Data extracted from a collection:
++++++++++++++++++++
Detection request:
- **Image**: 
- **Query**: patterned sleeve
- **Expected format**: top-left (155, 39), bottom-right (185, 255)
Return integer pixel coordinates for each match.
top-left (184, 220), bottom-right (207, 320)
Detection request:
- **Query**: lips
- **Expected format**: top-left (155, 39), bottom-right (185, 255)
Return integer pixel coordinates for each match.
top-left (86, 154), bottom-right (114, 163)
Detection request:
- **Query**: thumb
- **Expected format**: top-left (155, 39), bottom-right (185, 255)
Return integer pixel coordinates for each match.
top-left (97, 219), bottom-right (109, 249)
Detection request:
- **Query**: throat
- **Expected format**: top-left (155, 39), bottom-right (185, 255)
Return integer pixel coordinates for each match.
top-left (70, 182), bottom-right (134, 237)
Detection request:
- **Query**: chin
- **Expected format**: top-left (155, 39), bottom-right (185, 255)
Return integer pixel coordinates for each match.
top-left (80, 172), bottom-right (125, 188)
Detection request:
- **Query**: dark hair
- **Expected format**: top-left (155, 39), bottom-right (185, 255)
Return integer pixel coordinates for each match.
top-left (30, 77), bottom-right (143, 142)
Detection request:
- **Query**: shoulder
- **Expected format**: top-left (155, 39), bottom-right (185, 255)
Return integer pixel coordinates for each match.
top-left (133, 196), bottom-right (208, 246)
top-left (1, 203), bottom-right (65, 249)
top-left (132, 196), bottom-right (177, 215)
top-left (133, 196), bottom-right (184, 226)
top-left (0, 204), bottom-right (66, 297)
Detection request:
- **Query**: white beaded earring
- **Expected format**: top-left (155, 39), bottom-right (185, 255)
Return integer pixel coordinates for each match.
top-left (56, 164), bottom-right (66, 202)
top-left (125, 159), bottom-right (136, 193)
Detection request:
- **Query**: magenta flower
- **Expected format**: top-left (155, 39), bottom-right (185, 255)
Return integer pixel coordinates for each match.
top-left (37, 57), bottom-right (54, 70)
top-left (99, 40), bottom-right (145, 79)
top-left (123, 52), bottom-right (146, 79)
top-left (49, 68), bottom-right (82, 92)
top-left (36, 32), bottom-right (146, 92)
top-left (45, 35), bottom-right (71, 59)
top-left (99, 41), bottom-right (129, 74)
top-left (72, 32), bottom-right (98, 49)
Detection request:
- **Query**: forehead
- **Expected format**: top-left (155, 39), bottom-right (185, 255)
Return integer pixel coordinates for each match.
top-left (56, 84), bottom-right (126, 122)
++++++++++++++++++++
WHAT THE EXERCISE ASKS:
All of the entries must be given again, word for word.

ANSWER TO THIS PROBLEM:
Detection request:
- **Image**: 
- **Query**: patterned sleeve
- **Expected format**: top-left (155, 39), bottom-right (185, 255)
Return integer pixel coordinates for each match.
top-left (184, 220), bottom-right (207, 320)
Detection request:
- **Query**: lips
- **Expected format**: top-left (155, 39), bottom-right (185, 255)
Return integer pixel coordinates for each match.
top-left (86, 154), bottom-right (114, 163)
Detection request:
- **Query**: thumb
- **Expected format**: top-left (155, 39), bottom-right (185, 255)
Return integer pixel coordinates for each match.
top-left (97, 219), bottom-right (109, 249)
Detection request:
- **Query**: throat
- **Expected format**: top-left (155, 39), bottom-right (185, 255)
Return integer pixel coordinates for each match.
top-left (70, 182), bottom-right (134, 237)
Detection request:
- **Query**: chin
- **Expected format**: top-left (155, 39), bottom-right (185, 255)
Return integer pixel coordinates for each match.
top-left (80, 172), bottom-right (125, 188)
Detection request:
- **Query**: dark hair
- **Expected format**: top-left (155, 39), bottom-right (185, 255)
Return integer pixel coordinates for each match.
top-left (30, 77), bottom-right (143, 142)
Detection request:
- **Query**: shoulder
- **Expected format**: top-left (155, 39), bottom-right (185, 255)
Return integer pixel coordinates for each match.
top-left (133, 196), bottom-right (208, 246)
top-left (1, 203), bottom-right (65, 249)
top-left (132, 196), bottom-right (177, 215)
top-left (133, 196), bottom-right (184, 226)
top-left (0, 204), bottom-right (66, 297)
Detection request:
- **Query**: white beaded earring
- **Expected format**: top-left (155, 39), bottom-right (185, 255)
Return integer pixel coordinates for each match.
top-left (56, 164), bottom-right (66, 202)
top-left (125, 159), bottom-right (136, 193)
Detection request:
- **Query**: magenta flower
- **Expected format**: top-left (155, 39), bottom-right (185, 255)
Return integer pixel coordinates for each match.
top-left (37, 57), bottom-right (54, 70)
top-left (99, 40), bottom-right (145, 79)
top-left (123, 52), bottom-right (146, 79)
top-left (49, 68), bottom-right (82, 92)
top-left (36, 32), bottom-right (146, 92)
top-left (45, 35), bottom-right (71, 59)
top-left (99, 41), bottom-right (129, 74)
top-left (72, 32), bottom-right (98, 49)
Detection request:
- **Query**: forehead
- **Expected format**: top-left (155, 39), bottom-right (185, 255)
Return integer pixel coordinates for each match.
top-left (56, 84), bottom-right (126, 122)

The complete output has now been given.